● **Passage provided**:

────────────────

The secret of Pulcinella (Gioconews April 2016)

Following Naples’s City Council Deliberation n. 74 of 21/12/2015, which was published on the municipal public registry from 04/01/2016 until 19/01/2016 “Gaming rooms and lawful games Rules” has been approved. This follows another decision taken by the City Executive Committee, resolution n.993 of December 23, 2013, whose agenda was to increase awareness of risks connected to gambling. Therefore, the City Council decided to enact an anti-legal gambling regulation, railing against every gaming room (gambling, VTL and others) and every equipment as per comma 6 a).

If closely scrutinized, what emerges is that the City Council has: (i) set a minimum distance such that it basically results in a prohibition of legal gambling; (ii) established mandatory scrutiny of every type of transfer of registered owner in order to terminate all of the existing licenses, including gambling ones; (iii) put in place time restrictions that are more of a daily closing of a shop, rather than a regulatory attempt of it (we are talking about 8 or even of 5 daily hours per device); (iiii) complete ban on gambling advertising.

What is most striking is that such prohibitionist measures (which are clearly illegitimate) are enacted in a time when both the jurisprudence and the legislator are blatantly rebelling against such uncoordinated and a-technical provisions. As already recalled, on the one hand the legislator asked the Joint Conference to put an end to these types of regulations, on the other the jurisprudence is clearly stating that the Municipalities cannot avoid inquiries concerning the crowding out effect of their measures, nor can they refrain from assessing the proportionality of the time restrictions imposed. All of this is true not including the latest remission to the Constitutional Court for the question of legitimacy of an anti-legal gambling regulation in Puglia.

We already discussed about legal gambling operator’s expectations from the Joint Conference. Just as we already talked about jurisprudence. Nevertheless, it is worth recalling a recent Council of State’s ruling which declared illegitimate the minimum distance for the same reason we believe it to be true. Said ruling of 10.02.2016 (R.G. 4452/2015), which confirmes yet another one issued by Emilia Romagna’s Regional Administrative Court (TAR) which affirmed the appeal of a manager against the minimum distance set by Bologna’s City Council, states the following.

First, they clarified that “In this case, if it is true that dissuasive effect of the minimum distances from gaming room (from places where there are people who need to be safeguarded) fulfils a generally accepted criterion, however what is missing is a technical procedure that actually measures the efficacy of said distance”.

 Second, it has been clarified that “Bologna’s Municipality should have extensively analyzed the impact of pathological gambling in its area, then assess a theoretical minimum distance which would serve the scope, and verify if such distance is proportionate and sustainable, meaning that it should not prevent business form relocating to different areas.”

Finally, it has also been specified that “It is possible to affirm that in such field they have a broad discretionary power, which can hardly be litigated. However, in this case, the appellant Municipality did not argue, nor does the documentation provided seems to suggest so, that such assessment had been carried out.”

────────────────

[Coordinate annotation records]
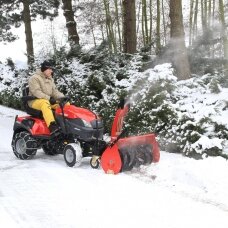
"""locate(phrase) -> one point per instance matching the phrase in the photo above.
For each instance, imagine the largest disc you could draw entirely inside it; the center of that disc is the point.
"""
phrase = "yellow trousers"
(46, 108)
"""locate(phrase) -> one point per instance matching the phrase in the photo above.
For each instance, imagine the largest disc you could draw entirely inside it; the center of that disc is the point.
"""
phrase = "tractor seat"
(25, 98)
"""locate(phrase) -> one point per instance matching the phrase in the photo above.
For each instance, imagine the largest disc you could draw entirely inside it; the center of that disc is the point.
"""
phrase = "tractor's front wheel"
(24, 145)
(73, 154)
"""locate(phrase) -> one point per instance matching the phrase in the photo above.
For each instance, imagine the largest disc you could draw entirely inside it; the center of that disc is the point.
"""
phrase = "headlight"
(87, 124)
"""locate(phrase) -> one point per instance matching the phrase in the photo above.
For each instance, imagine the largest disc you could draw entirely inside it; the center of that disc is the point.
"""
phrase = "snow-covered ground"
(43, 192)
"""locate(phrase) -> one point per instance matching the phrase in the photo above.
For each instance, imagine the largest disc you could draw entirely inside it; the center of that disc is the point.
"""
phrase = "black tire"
(24, 145)
(128, 159)
(49, 149)
(148, 154)
(72, 154)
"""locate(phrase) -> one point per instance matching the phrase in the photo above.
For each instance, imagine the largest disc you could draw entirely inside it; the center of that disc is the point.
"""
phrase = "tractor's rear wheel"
(73, 154)
(49, 149)
(24, 145)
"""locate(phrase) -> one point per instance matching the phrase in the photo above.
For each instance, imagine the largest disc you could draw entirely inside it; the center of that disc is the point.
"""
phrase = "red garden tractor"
(81, 135)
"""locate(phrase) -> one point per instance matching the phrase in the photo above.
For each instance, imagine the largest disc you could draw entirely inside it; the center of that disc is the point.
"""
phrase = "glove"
(52, 100)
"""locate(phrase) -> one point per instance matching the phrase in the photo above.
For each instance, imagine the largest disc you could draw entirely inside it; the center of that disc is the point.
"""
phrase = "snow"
(43, 192)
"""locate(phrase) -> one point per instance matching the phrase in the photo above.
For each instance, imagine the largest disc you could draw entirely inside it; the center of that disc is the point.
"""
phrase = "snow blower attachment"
(123, 154)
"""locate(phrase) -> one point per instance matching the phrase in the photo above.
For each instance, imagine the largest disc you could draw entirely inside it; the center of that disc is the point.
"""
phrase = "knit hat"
(46, 65)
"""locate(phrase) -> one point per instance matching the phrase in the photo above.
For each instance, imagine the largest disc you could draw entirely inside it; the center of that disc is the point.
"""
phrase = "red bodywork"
(70, 111)
(110, 159)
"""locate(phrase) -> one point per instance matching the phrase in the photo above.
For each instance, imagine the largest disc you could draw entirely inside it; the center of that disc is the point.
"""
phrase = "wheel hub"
(21, 146)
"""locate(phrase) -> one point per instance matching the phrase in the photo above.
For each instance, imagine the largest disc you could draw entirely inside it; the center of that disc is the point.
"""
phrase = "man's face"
(48, 73)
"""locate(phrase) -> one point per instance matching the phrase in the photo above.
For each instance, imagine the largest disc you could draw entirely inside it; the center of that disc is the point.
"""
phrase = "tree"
(177, 42)
(70, 22)
(129, 26)
(16, 12)
(224, 34)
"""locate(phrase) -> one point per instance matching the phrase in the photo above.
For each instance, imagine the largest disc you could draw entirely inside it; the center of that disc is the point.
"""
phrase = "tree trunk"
(118, 23)
(129, 26)
(158, 38)
(177, 43)
(144, 13)
(70, 22)
(28, 32)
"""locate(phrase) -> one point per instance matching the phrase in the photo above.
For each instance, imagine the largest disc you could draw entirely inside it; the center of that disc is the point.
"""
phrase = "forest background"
(109, 48)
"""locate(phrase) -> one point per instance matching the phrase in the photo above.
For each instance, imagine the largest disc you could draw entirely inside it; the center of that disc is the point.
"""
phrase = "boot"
(54, 128)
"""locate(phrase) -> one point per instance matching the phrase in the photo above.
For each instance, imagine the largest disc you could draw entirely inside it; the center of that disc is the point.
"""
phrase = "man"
(42, 86)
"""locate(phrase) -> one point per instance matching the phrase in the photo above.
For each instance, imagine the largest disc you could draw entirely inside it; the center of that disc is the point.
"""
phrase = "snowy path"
(42, 192)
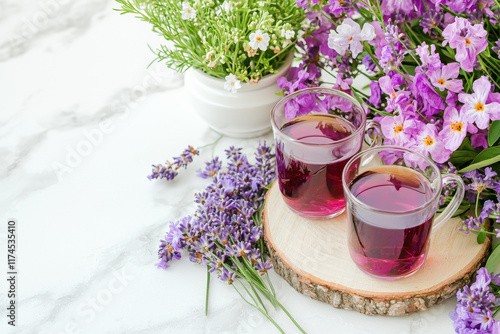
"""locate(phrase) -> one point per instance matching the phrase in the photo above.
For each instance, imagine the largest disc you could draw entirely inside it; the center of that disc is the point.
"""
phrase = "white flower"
(188, 12)
(227, 6)
(288, 34)
(232, 84)
(350, 35)
(259, 40)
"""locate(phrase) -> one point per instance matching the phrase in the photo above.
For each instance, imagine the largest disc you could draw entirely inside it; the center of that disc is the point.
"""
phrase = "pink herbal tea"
(393, 244)
(311, 183)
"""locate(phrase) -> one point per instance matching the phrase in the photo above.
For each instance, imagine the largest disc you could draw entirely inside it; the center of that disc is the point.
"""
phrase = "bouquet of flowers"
(241, 41)
(434, 72)
(225, 232)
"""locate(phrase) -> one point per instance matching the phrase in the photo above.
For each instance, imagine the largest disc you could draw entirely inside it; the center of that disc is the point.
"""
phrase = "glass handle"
(377, 140)
(455, 201)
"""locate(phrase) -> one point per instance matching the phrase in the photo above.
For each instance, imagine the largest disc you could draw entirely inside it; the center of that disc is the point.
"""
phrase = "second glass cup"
(392, 196)
(316, 131)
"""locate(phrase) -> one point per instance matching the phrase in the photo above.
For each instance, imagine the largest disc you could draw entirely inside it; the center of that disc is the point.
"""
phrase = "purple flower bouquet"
(433, 73)
(434, 85)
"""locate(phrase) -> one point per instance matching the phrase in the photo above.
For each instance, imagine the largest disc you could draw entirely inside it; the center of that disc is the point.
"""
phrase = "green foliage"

────────────────

● **Exercises**:
1. Answer the following questions using the article on Naples's gambling regulation.
(a) What is the number of the Naples City Council deliberation that approved the rules on gaming rooms and lawful games?
(b) On what date was the Council of State ruling that declared the minimum distance illegitimate issued?
(c) Which city council set the minimum distance that a manager appealed against before Emilia Romagna's Regional Administrative Court?
2. Reproduce verbatim the portion of the article on Naples's gambling regulation that opens with the words containing "If closely scrutinized, what" and closes with "on gambling advertising.".
3. Carry the article on Naples's gambling regulation further, beginning after its final sentence.

● **Task responses**:
1.
(a) Deliberation n. 74 of 21/12/2015.
(b) 10.02.2016 (R.G. 4452/2015).
(c) Bologna's City Council.

2.
If closely scrutinized, what emerges is that the City Council has: (i) set a minimum distance such that it basically results in a prohibition of legal gambling; (ii) established mandatory scrutiny of every type of transfer of registered owner in order to terminate all of the existing licenses, including gambling ones; (iii) put in place time restrictions that are more of a daily closing of a shop, rather than a regulatory attempt of it (we are talking about 8 or even of 5 daily hours per device); (iiii) complete ban on gambling advertising.

3.
Naples’s minimum distance regulations are exceedingly complex: the prohibition ranges for 500-meter-wide from sensible areas, other types of properties and large areas also fall under the ban, instead for ATMs, banks and postal services 200-meters-range, and other restrictions for equipment. All of it is designed to basically obtain a 97% restricted area.

In other words, Naples’s regulation could without questions be defined as another crowding out effect regulation.

This is true also because of both time restrictions imposed and for the complete advertising ban.

The illegitimacy of such amputations (and not the law itself) have often been recalled. Even in this case the deviation from the national law is multiple and evident, and it also deviates from regional law.

Our attempt to warn against such paradox mostly focuses on the betting aspect the matter.                

As is widely known, on June 30, 2016 gambling licenses will expire. Moreover, it is also common knowledge that, since May 2016, the 2016 Budget Law has called for a new bid (art. 1 comma 932 of the 2016 Budget Law). Needless to say, that the existing legal operators in Naples, if deemed allotters or even if they are just in charge of it, will be obliged to request for new license to the city’s Municipality. Due to the current 97% inhibition of the area, as already discussed, the existing businesses might be located in a forbidden are, however it is impossible for them to relocate because basically there are no places not covered by regulations in Naples.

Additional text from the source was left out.